**What the task asks**
Make an exact copy of the lines, leaving the pictures out.
::::::::::
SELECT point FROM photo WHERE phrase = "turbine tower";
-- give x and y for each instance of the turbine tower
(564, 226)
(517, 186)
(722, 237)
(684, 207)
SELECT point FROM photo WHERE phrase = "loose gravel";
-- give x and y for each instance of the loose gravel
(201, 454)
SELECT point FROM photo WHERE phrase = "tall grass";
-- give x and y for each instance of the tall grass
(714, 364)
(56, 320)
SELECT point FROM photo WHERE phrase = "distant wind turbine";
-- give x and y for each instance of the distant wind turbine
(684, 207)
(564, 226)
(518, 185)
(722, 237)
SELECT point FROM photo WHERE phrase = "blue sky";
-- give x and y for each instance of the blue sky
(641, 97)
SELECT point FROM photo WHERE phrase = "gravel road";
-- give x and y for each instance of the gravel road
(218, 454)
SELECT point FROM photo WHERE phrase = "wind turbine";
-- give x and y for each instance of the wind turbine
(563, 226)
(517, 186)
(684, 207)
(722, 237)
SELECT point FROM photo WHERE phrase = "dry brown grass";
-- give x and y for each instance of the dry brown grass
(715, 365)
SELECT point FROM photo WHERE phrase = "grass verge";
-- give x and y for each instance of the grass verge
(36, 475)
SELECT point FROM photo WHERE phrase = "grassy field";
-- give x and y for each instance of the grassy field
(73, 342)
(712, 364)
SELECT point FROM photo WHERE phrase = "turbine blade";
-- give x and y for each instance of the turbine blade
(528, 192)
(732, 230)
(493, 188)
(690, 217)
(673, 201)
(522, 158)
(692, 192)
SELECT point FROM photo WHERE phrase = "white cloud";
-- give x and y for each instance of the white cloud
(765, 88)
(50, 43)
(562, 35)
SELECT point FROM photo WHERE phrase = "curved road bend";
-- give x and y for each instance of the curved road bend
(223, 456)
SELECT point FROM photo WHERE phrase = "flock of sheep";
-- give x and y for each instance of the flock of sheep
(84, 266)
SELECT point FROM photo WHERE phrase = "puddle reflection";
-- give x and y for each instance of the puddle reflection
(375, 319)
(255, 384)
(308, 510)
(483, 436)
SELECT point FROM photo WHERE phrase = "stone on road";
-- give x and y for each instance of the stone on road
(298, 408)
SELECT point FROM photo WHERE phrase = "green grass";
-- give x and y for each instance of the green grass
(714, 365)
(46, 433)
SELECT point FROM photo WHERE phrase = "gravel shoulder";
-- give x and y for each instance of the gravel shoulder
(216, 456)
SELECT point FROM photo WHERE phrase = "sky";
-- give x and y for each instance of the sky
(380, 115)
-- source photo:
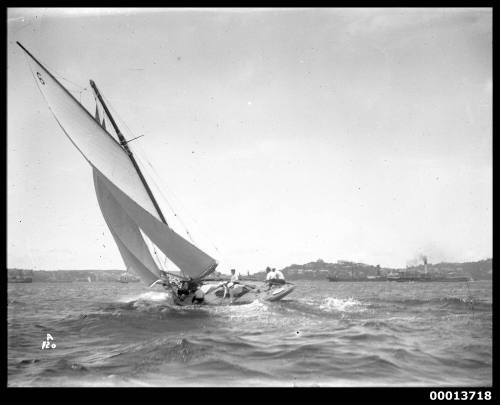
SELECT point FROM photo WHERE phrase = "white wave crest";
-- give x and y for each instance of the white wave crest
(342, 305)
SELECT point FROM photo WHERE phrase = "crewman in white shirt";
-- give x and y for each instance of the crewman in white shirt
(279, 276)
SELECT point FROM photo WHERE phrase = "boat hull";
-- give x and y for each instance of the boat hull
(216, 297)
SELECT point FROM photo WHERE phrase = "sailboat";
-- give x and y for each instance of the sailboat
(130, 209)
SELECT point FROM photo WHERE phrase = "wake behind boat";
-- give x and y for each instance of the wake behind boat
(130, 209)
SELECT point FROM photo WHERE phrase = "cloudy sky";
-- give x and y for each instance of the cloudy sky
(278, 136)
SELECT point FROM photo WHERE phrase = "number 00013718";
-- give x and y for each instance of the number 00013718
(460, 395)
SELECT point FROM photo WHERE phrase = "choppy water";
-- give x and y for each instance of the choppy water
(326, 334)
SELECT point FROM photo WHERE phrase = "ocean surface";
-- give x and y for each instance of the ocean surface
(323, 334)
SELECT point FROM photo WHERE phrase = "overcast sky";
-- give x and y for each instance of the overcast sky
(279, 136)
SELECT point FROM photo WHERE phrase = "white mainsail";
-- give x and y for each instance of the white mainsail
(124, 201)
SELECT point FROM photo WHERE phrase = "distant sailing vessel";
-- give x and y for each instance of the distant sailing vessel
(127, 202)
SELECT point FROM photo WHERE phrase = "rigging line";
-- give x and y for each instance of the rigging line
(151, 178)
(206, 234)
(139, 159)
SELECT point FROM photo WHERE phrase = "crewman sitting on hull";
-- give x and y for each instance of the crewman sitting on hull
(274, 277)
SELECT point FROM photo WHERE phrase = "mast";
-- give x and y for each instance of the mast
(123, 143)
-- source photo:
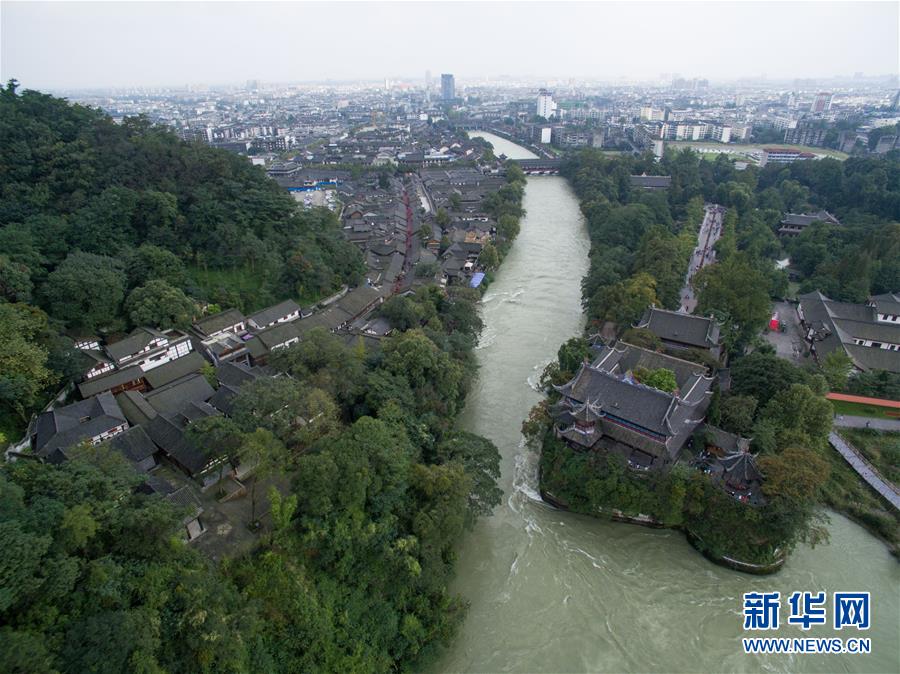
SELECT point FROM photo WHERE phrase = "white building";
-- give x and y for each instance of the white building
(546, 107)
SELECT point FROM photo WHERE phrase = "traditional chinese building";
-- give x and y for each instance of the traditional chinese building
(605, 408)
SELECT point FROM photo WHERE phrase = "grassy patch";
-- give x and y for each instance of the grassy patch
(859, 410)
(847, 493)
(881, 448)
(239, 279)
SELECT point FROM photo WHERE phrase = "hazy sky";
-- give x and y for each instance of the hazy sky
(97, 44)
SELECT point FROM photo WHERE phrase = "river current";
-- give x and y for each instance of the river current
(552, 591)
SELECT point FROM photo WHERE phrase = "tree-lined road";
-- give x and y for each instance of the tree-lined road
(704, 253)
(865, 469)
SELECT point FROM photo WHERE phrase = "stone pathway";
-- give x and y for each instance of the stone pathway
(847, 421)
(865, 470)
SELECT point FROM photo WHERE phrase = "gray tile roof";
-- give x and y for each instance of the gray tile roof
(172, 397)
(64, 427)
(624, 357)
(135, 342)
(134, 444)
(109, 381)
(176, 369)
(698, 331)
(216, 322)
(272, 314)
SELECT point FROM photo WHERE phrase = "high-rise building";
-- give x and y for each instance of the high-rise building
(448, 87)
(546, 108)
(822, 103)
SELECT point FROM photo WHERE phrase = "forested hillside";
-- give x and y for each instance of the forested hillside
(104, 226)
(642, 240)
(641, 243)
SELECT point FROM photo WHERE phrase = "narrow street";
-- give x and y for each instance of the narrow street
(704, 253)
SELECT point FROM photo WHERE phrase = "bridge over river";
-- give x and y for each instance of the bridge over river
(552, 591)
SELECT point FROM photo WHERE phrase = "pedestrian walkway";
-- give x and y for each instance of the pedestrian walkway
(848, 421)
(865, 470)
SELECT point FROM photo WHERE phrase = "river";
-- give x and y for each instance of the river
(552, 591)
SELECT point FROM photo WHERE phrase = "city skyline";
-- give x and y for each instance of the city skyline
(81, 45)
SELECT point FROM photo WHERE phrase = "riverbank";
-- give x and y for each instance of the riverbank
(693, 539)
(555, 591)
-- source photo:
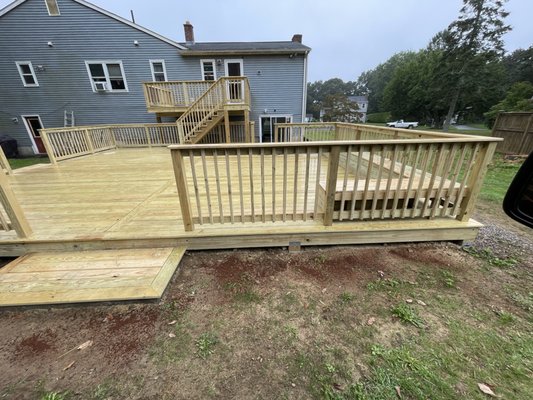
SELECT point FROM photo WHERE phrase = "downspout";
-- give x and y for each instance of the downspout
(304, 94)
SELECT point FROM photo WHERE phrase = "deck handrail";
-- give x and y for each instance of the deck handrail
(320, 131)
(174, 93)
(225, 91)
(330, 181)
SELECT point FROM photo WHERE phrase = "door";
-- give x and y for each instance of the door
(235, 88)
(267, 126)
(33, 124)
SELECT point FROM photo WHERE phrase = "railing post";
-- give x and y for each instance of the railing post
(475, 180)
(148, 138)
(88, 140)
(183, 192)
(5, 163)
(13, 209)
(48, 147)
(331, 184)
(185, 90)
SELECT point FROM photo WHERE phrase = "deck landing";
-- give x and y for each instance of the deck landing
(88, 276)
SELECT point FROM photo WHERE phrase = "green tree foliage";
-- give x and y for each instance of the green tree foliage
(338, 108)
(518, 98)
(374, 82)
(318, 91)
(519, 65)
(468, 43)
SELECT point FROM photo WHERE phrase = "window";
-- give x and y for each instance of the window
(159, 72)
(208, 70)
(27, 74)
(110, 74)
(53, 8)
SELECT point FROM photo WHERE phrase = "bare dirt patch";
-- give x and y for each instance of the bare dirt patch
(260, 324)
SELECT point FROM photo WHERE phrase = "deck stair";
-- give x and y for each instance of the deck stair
::::::::::
**Output below**
SELECT point FROM photo WHERE phrase = "turbine tower";
-- give x and y for each instance of the turbine tower
(564, 226)
(517, 186)
(722, 237)
(684, 207)
SELECT point FROM photo WHERE phrase = "loose gravel";
-- give x and y for each instance of the loose gravel
(201, 454)
SELECT point FROM photo WHERE phrase = "tall grass";
-- give x and y for each instance of the tall grass
(714, 364)
(56, 320)
SELECT point FROM photo WHERE phrase = "distant wind turbine";
-- give x and y for each instance of the distant wind turbine
(684, 207)
(564, 226)
(518, 185)
(722, 237)
SELECT point FROM photo WHERE phrase = "blue sky";
-- give x and y for each instance of the blue sky
(641, 97)
SELECT point FROM photo WHERE phrase = "gravel road";
-- give x and y for each instance of the gravel road
(218, 454)
SELECT point FROM photo WHERE phrase = "wind turbine";
-- give x and y for each instance of the wind turbine
(563, 226)
(517, 186)
(684, 207)
(722, 237)
SELECT point FROM photo WHERE phrase = "dry brown grass";
-- give x and y for each instance of the dry brown grass
(715, 365)
SELECT point FROM photo WHERE phrase = "grass verge";
-- give x and y for each instance of the grass verge
(36, 475)
SELECT point FROM photo WHERE phrase = "grassy field";
-- give x and y for each instance of the grassy field
(73, 342)
(712, 364)
SELECT point FROM photo WHERE phrase = "turbine blade";
-- give x and y for each instance of the turbine blade
(528, 192)
(732, 230)
(493, 188)
(690, 217)
(673, 201)
(522, 158)
(692, 192)
SELECT point FROM photo WHERE phrase = "white cloud";
-- give x and y for each instance of the white cloud
(765, 88)
(50, 43)
(562, 35)
SELECT point FROM photo WHERE phrase = "curved road bend";
-- give x and y for each instance of the curved road bend
(223, 456)
SELECT point FROM photo WHERE phrase = "flock of sheep";
-- give x and y for each instance of the flock of sheep
(84, 266)
SELECT point FROM photo WHERE phrase = "puddle reflection";
-- give x and y for each instance of the puddle reflection
(375, 319)
(255, 384)
(308, 510)
(483, 436)
SELECT point FROM photo WHERE phrase = "stone on road";
-- give x and y for each instance of the stone on road
(298, 408)
SELECT point FROM photo WHERE phrase = "green grass";
-- give x and y for each instance of the green grass
(714, 365)
(46, 433)
SELECT point FROM photo WHERE phrase = "gravel shoulder";
-- give x and y for each instance of the gravel shoulder
(216, 456)
SELECT point FROM photo WHERE phrase = "sky";
-- give x and y for each instance of the sky
(380, 115)
-- source photo:
SELECT point FROM photo WHERE phrase = "white wave crest";
-- give x and y for each instance of the white wave crest
(342, 305)
SELECT point FROM photo WHERE phrase = "crewman in white shirt";
-- give x and y for each instance of the crewman in white shirt
(279, 276)
SELECT point FROM photo WHERE phrase = "boat hull";
-- give x and y for each instance of the boat hull
(216, 297)
SELECT point FROM photo WHERE phrase = "sailboat";
-- give x and y for each instance of the sailboat
(130, 209)
SELECT point FROM photo WHERE phrase = "wake behind boat";
-- give x and y for each instance of the wake behind boat
(130, 209)
SELECT point FROM photo WHERE phrase = "cloudy sky";
-- give x and y for each instance of the cloudy sky
(278, 136)
SELECT point FROM photo WHERE phrase = "number 00013718";
-- give x and y for each instance of the number 00013718
(460, 395)
SELECT point FROM photo WHERE phrase = "choppy water";
-- give x and y for each instance of the choppy water
(326, 334)
SELECT point FROM photo WHERE phrase = "ocean surface";
-- give x and y for each instance of the ocean surface
(323, 334)
SELECT point FROM photo WHERE phrase = "overcast sky";
-- give x and y for each instance of the overcast sky
(279, 136)
SELECT point FROM photo WHERE phrase = "white mainsail";
-- give x and y for each instance of the white mainsail
(124, 201)
SELECT point FROM photo WHERE phrase = "distant sailing vessel";
-- give x and y for each instance of the distant sailing vessel
(127, 202)
SELECT point FROM photo WHERE phrase = "rigging line";
-- give x and y for each instance of the rigging line
(151, 178)
(206, 234)
(139, 159)
SELECT point FROM photo WHERE phrase = "crewman sitting on hull";
-- give x and y for each instance of the crewman sitting on hull
(274, 277)
SELECT point FROM photo WHERE phrase = "mast";
-- give x and y for each instance of the mast
(123, 143)
-- source photo:
SELECT point FROM photo WHERE phrase = "white building";
-- give x and y for each instance of the white building
(546, 107)
SELECT point FROM photo WHERE phrase = "traditional chinese building";
-- give x and y for each instance of the traditional chinese building
(605, 408)
SELECT point FROM photo WHERE phrase = "grassy patch";
-- give x and y for each instance of the grassy patch
(859, 410)
(847, 493)
(881, 448)
(239, 279)
SELECT point FROM photo WHERE phrase = "hazy sky";
-- give x and y for each instance of the hazy sky
(97, 44)
SELECT point FROM photo WHERE phrase = "river current";
-- give x and y for each instance of the river current
(552, 591)
SELECT point FROM photo WHERE phrase = "tree-lined road";
-- give x and y for each instance of the tree-lined road
(704, 253)
(865, 469)
SELECT point FROM photo WHERE phrase = "stone pathway";
-- give x and y for each instance of the stone pathway
(847, 421)
(865, 470)
SELECT point FROM photo WHERE phrase = "gray tile roof";
-- give x and y for each instance of the gray tile roof
(172, 397)
(64, 427)
(624, 357)
(135, 342)
(134, 444)
(109, 381)
(176, 369)
(698, 331)
(216, 322)
(272, 314)
SELECT point FROM photo WHERE phrase = "high-rise building";
-- give x and y for each instance of the high-rise building
(448, 87)
(546, 108)
(822, 103)
SELECT point FROM photo WHERE phrase = "forested hillside";
-- give x and y for each instance of the forested hillside
(104, 226)
(642, 240)
(641, 243)
SELECT point FROM photo WHERE phrase = "narrow street";
-- give x and y for each instance of the narrow street
(704, 253)
SELECT point FROM photo WHERE phrase = "bridge over river";
-- give x and y for each instance of the bridge over river
(552, 591)
SELECT point FROM photo WHERE phrase = "pedestrian walkway";
-- give x and y for each instance of the pedestrian walkway
(848, 421)
(865, 470)
SELECT point FROM photo WHERE phrase = "river";
-- give x and y for each instance of the river
(552, 591)
SELECT point FROM photo WHERE phrase = "city skyline";
-- give x and y for each instance of the city skyline
(81, 45)
SELECT point FROM photo WHERE phrase = "riverbank";
-- give x and y for each instance of the riverbank
(693, 539)
(555, 591)
-- source photo:
SELECT point FROM photo WHERE phrase = "downspout";
-- give x and y for each instance of the downspout
(304, 94)
SELECT point FROM photo WHERE phrase = "deck handrail";
-- give x and y for each instance of the deck handrail
(320, 131)
(174, 93)
(225, 91)
(330, 181)
SELECT point FROM photo WHERE phrase = "door";
-- give x and y for each instance of the door
(235, 88)
(267, 126)
(33, 124)
SELECT point FROM photo WHERE phrase = "railing post";
-- give x and y for each instance of the railing post
(475, 180)
(148, 138)
(88, 140)
(183, 192)
(5, 163)
(13, 209)
(48, 147)
(331, 184)
(185, 90)
SELECT point FROM photo WHERE phrase = "deck landing";
-- give x and y for each instance of the deck landing
(88, 276)
SELECT point FROM photo WHERE phrase = "green tree foliage";
-- give x and y for each instance of the green tree foliage
(338, 108)
(518, 98)
(374, 82)
(318, 91)
(519, 65)
(468, 43)
SELECT point FROM photo WHERE phrase = "window";
-- give x and y for each instance of the window
(159, 72)
(208, 70)
(27, 74)
(110, 74)
(53, 8)
SELECT point FROM photo WHERE phrase = "bare dirt patch";
-- give x and y for each instance of the bare dirt patch
(260, 324)
SELECT point FROM photo WHERE phrase = "deck stair";
-- give x and y for each instance of the deck stair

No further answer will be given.